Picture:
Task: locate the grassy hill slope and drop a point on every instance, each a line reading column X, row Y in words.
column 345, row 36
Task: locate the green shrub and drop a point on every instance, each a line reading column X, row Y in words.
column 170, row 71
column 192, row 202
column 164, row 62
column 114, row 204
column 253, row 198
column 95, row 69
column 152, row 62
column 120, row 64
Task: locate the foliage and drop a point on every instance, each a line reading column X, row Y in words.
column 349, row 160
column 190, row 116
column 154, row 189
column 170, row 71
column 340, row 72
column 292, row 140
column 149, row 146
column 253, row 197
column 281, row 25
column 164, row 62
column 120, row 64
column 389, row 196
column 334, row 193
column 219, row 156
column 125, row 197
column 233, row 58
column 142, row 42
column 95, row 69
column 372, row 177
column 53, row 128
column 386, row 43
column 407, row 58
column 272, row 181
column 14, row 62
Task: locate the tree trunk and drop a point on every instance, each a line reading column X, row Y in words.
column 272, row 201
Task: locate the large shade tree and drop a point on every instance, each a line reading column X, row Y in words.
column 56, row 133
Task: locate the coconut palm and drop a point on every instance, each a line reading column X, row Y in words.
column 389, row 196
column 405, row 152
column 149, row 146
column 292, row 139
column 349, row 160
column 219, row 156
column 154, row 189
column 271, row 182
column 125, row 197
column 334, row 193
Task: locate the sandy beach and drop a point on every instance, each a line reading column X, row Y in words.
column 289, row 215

Problem to solve: Render every line of the records above as a JSON array of strings, one string per line, and leave out blank lines.

Result of this exercise:
[
  "Picture:",
  "Task: locate the grassy hill slope and drop a point on every instance, each a line reading column X, row Y in words.",
  "column 345, row 36",
  "Task: locate the green shrub and drop a point on every instance, each a line reading column X, row Y in words.",
  "column 170, row 71",
  "column 192, row 202",
  "column 164, row 62",
  "column 114, row 204",
  "column 253, row 198",
  "column 95, row 69",
  "column 152, row 62",
  "column 120, row 64",
  "Task: locate the foliage and drop a point on every instance, each a line reading column X, row Y in words.",
  "column 349, row 160",
  "column 190, row 116",
  "column 154, row 189",
  "column 170, row 71",
  "column 340, row 72",
  "column 292, row 140",
  "column 149, row 146",
  "column 253, row 197",
  "column 281, row 25",
  "column 164, row 62",
  "column 120, row 64",
  "column 389, row 196",
  "column 334, row 193",
  "column 219, row 156",
  "column 125, row 197",
  "column 233, row 58",
  "column 142, row 42",
  "column 95, row 69",
  "column 372, row 177",
  "column 53, row 128",
  "column 386, row 43",
  "column 407, row 58",
  "column 272, row 181",
  "column 14, row 62",
  "Task: locate the tree trunk and drop a point on every instance, each a line reading column X, row Y in words.",
  "column 272, row 201",
  "Task: locate the large shade tree and drop a point on every instance, each a line reading column X, row Y in words.",
  "column 56, row 133",
  "Task: locate the coconut palm and drop a point on every instance, each a line reading column X, row Y in words.",
  "column 389, row 196",
  "column 405, row 152",
  "column 149, row 146",
  "column 292, row 139",
  "column 349, row 160",
  "column 219, row 156",
  "column 154, row 189",
  "column 271, row 182",
  "column 125, row 197",
  "column 334, row 193",
  "Task: locate the sandy beach and drop a point on every instance, each a line reading column X, row Y in words.",
  "column 289, row 215"
]